AIM 1: From the passage on optimization below, translate this sentence into Spanish: "Integer Programming is very similar to Linear Programming, with one key difference: some or all decision variables must be integers."

# PASSAGE GIVEN start

We’ll discuss this shortly, but first, let’s align on the key concepts of the optimization process. Each optimisation problem consists of:
- Decision variables: Parameters that can be adjusted in the model, typically representing the levers or decisions we want to make.
- Objective function: The target variable we aim to maximize or minimize. It goes without saying that it must depend on the decision variables.
- Constraints: Conditions placed on the decision variables that define their possible values. For example, ensuring the team cannot work a negative number of hours.
With these basic concepts in mind, we can define Linear Programming as a scenario where the following conditions hold:
- The objective function is linear.
- All constraints are linear.
- Decision variables are real-valued.
Integer Programming is very similar to Linear Programming, with one key difference: some or all decision variables must be integers. While this may seem like a minor change, it significantly impacts the solution approach, requiring more complex methods than those used in Linear Programming. One common technique is branch-and-bound. We won’t dive deeper into the theory here, but you can always find more detailed explanations online.
For linear optimization, I prefer the widely used Python package PuLP. However, there are other options available, such as Python MIP or Pyomo. Let’s install PuLP via pip.
! pip install pulp
Now, it’s time to define our task as a mathematical optimisation problem. There are the following steps for it:
- Define the set of decision variables (levers we can adjust).
- Align on the objective function (a variable that we will be optimising for).
- Formulate constraints (the conditions that must hold true during optimisations).
Let’s go through the steps one by one. But first, we need to create the problem object and set the objective — maximization in our case.
from pulp import *
problem = LpProblem("Marketing_campaign", LpMaximize)
The next step is defining the decision variables — parameters that we can change during optimisation. Our main decision is either to run a marketing campaign or not. So, we can model it as a set of binary variables (0 or 1) for each segment. Let’s do it with the PuLP library.
segments = range(df.shape[0])
selected = LpVariable.dicts("Selected", segments, cat="Binary")
After that, it’s time to align on the objective function. As discussed, we want to maximise the revenue. The total revenue will be a sum of revenue from all the selected segments (where decision_variable = 1 ). Therefore, we can define this formula as the sum of the expected revenue for each segment multiplied by the decision binary variable.
problem += lpSum(
selected[i] * list(df['revenue'].values)[i]
for i in segments
)
The final step is to add constraints. Let’s start with a simple constraint: our marketing spending must be below $30M.

# PASSAGE GIVEN end

AIM 2: Output the stretch of the listing from the line containing "Target: roof peak" through the end of the listing as a JSON list of strings, one string per line, leaving out blank lines.

# LISTING start

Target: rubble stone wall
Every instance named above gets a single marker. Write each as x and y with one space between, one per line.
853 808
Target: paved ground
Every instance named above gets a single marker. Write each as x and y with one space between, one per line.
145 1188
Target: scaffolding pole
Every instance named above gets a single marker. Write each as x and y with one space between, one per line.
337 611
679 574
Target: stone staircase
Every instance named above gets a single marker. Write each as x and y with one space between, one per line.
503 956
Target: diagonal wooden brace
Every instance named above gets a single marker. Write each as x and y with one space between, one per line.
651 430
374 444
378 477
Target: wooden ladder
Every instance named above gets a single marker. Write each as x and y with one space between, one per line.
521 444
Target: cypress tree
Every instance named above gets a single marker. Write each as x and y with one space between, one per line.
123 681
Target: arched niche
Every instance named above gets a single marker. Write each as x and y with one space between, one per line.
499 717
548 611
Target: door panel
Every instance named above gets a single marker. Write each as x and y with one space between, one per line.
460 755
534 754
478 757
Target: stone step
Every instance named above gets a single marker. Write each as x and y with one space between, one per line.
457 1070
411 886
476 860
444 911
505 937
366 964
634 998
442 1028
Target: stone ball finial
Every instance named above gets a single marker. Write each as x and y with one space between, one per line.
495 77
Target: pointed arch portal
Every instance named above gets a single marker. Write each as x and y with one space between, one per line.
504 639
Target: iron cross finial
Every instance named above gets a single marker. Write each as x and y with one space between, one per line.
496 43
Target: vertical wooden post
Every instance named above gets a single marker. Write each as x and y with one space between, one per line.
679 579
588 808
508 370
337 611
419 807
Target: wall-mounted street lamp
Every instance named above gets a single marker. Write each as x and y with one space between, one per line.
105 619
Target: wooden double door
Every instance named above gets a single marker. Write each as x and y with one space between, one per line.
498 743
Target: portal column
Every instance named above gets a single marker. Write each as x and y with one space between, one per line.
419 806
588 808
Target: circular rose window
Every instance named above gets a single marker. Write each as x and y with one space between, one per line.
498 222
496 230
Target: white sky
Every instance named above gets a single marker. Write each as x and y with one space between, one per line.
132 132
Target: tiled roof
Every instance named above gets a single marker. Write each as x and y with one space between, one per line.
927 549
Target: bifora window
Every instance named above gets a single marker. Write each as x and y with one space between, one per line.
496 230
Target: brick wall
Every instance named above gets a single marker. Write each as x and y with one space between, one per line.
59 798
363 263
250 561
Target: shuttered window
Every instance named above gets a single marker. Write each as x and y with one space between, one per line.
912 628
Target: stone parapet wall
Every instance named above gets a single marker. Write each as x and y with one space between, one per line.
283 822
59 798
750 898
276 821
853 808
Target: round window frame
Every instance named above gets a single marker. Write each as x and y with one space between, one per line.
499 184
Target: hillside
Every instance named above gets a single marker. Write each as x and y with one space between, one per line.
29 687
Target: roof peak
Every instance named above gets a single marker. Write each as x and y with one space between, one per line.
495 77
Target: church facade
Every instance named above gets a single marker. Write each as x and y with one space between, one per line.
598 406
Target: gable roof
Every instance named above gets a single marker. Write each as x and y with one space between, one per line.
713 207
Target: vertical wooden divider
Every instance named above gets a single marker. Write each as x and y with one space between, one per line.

# LISTING end

COMPLETE RESPONSE 1: La programación entera es muy similar a la programación lineal, con una diferencia clave: algunas o todas las variables de decisión deben ser enteras.

COMPLETE RESPONSE 2:
[
  "Target: roof peak",
  "Every instance named above gets a single marker. Write each as x and y with one space between, one per line.",
  "495 77",
  "Target: church facade",
  "Every instance named above gets a single marker. Write each as x and y with one space between, one per line.",
  "598 406",
  "Target: gable roof",
  "Every instance named above gets a single marker. Write each as x and y with one space between, one per line.",
  "713 207",
  "Target: vertical wooden divider",
  "Every instance named above gets a single marker. Write each as x and y with one space between, one per line."
]